[Extract]
# Custom made acrylic tank.....



## Lady_J (Feb 18, 2007)

Been busy making this today......


































its been made for my new pair of boiga's (thanks karl) they are too small for it atm but as soon as they are ready this will be their home for a short while







was doing it more than anything to see if i could







what do you think? im pretty impressed tbh i never expected it to be that good







might drill a hole and put some heated perches in, see how it goes








if i were to make it again i prob would have had more sides in the smokey black but once the decor/substrate is in i doubt it will make much diff.


----------



## ANT (Nov 11, 2007)

looks excellent ! well done


----------



## PendleHog (Dec 21, 2005)

They look lovely, I could do with some about 5x the size for my boiga as it happens!
Finding nice arboreal vivs is a constant challenge.


----------



## iangreentree (Nov 5, 2007)

*Custom made acrylic tank*

wow very nice where you get the acrylic etc. how much they cost to build?

:notworthy:


----------



## Lady_J (Feb 18, 2007)

ANT said:


> looks excellent ! well done


why thanks 



PendleHog said:


> They look lovely, I could do with some about 5x the size for my boiga as it happens!
> Finding nice arboreal vivs is a constant challenge.


yea tbh i will prob make 2ft cubes when they outgrow these. these are 1ft cube each 



iangreentree said:


> wow very nice where you get the acrylic etc. how much they cost to build?
> 
> :notworthy:


erm cost about £45 but that included glue that i wouldnt have to buy again :lol: coz they gave me so much and you use so little. got the acrylic from a supplier my bf uses for his business. im tempted to make them to order but i dunno if ppl would be interested.


----------



## badboiboom (Oct 22, 2007)

excuse me if this sounds stupid but...
what is a boiga???


----------



## matty (Feb 17, 2007)

I'd be interested in a couple, in a few months time


----------



## matty (Feb 17, 2007)

badboiboom said:


> excuse me if this sounds stupid but...
> what is a boiga???


 
A snake, well, a group of snakes..arboreal..rear-fanged..


----------



## badboiboom (Oct 22, 2007)

o cool
what do they look like?


----------



## Lady_J (Feb 18, 2007)

[Brief 1] Output a passage from the acrylic tank thread above, beginning at the words "if i were to" and stopping after the words "(Nov 11, 2007)".
[Brief 2] Pick up the acrylic tank thread above after its last line and write what comes next.

[Items from a dataset]
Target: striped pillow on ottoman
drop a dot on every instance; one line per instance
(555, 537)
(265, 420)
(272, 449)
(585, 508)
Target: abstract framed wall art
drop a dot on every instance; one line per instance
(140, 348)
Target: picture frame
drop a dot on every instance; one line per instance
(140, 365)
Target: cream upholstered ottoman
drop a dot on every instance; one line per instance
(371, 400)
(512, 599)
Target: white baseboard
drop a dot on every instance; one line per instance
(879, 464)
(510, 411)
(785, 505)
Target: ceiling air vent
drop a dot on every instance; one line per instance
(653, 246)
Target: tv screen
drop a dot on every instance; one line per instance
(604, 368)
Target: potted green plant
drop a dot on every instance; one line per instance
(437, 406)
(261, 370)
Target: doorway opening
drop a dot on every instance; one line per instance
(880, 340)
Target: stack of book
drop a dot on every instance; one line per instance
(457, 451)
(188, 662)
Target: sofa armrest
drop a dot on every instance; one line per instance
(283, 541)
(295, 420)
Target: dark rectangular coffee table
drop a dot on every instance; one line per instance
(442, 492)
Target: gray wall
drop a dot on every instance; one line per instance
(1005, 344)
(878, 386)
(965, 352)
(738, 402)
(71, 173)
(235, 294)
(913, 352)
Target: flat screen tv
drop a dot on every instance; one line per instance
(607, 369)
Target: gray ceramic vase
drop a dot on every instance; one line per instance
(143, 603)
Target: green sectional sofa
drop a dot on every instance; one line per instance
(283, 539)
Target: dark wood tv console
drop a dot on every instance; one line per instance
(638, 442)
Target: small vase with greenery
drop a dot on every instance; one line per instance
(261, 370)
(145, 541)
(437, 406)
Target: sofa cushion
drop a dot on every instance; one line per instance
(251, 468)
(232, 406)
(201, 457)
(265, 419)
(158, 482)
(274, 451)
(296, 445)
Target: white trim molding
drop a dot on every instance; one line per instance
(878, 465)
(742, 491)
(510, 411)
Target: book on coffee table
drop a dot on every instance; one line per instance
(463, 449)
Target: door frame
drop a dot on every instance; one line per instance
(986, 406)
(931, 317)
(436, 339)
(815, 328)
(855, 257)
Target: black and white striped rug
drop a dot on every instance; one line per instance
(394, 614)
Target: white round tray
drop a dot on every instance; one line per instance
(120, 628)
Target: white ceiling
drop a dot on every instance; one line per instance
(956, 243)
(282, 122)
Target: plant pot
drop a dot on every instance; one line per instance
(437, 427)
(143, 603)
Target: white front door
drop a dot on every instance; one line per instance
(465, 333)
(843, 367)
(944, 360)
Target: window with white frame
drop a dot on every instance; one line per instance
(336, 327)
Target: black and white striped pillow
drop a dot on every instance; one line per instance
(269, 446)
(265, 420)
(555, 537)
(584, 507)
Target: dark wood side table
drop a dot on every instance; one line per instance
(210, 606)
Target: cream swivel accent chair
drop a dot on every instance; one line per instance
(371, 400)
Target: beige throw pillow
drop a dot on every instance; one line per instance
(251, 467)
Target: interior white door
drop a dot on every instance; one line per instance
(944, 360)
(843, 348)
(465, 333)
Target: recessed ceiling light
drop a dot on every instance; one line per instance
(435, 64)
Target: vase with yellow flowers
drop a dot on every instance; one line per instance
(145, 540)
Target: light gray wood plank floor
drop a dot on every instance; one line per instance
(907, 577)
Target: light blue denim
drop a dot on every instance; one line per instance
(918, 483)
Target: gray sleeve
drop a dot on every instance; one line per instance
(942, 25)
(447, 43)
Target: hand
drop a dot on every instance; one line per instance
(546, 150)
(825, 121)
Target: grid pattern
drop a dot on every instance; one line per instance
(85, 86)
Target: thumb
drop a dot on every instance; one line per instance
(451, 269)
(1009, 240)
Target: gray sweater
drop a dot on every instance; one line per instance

[Reply 1]
if i were to make it again i prob would have had more sides in the smokey black but once the decor/substrate is in i doubt it will make much diff.


----------



## ANT (Nov 11, 2007)

[Reply 2]
Sorry should have been more specific, boiga cyanea  green cat eyed snake i think is one of the common names for them 
If anyone is interested in specific sizes i can always whip up a quote etc, im not sure how well they would ship, but could always send them flat packed with glue etc.


----------



## badboiboom (Oct 22, 2007)

o ive heard of them
thanks
just curious lol


----------



## Lady_J (Feb 18, 2007)

no worries, think i posted this in the wrong section.... could a mod move it plse


----------



## PendleHog (Dec 21, 2005)

I would be VERY interested (probably in quite a few) if you could make bigger ones at sensible prices. I would be looking at 2ft cubes and 3x2s or 3x18"s (vertically orientated obviously).

Would you mind doing me a quote *is a pain in the bum!*
​


----------



## Lady_J (Feb 18, 2007)

Best bet is to PM me the size you are intersted in, teh supplier is a bit slow on teh communication front but i will do my ebst. also let me know if you want it flat packed for you to glue or glued at this end, however i will not take responsibility for breakages by post.


----------



## PendleHog (Dec 21, 2005)

Lady_J said:


> no worries, think i posted this in the wrong section.... could a mod move it plse


Looks like the right section to me  If you want it put elsewhere I can move it for you though.


----------



## Lady_J (Feb 18, 2007)

PendleHog said:


> Looks like the right section to me  If you want it put elsewhere I can move it for you though.


sorry thought it should be in habitat, now worries tho


----------



## Mark75 (Jan 21, 2007)

I'd be interested in some of these but for mantids. Maybe 6"-12" square at the base and maybe 1ft-2ft high.

If you do fancy making some send me a pm.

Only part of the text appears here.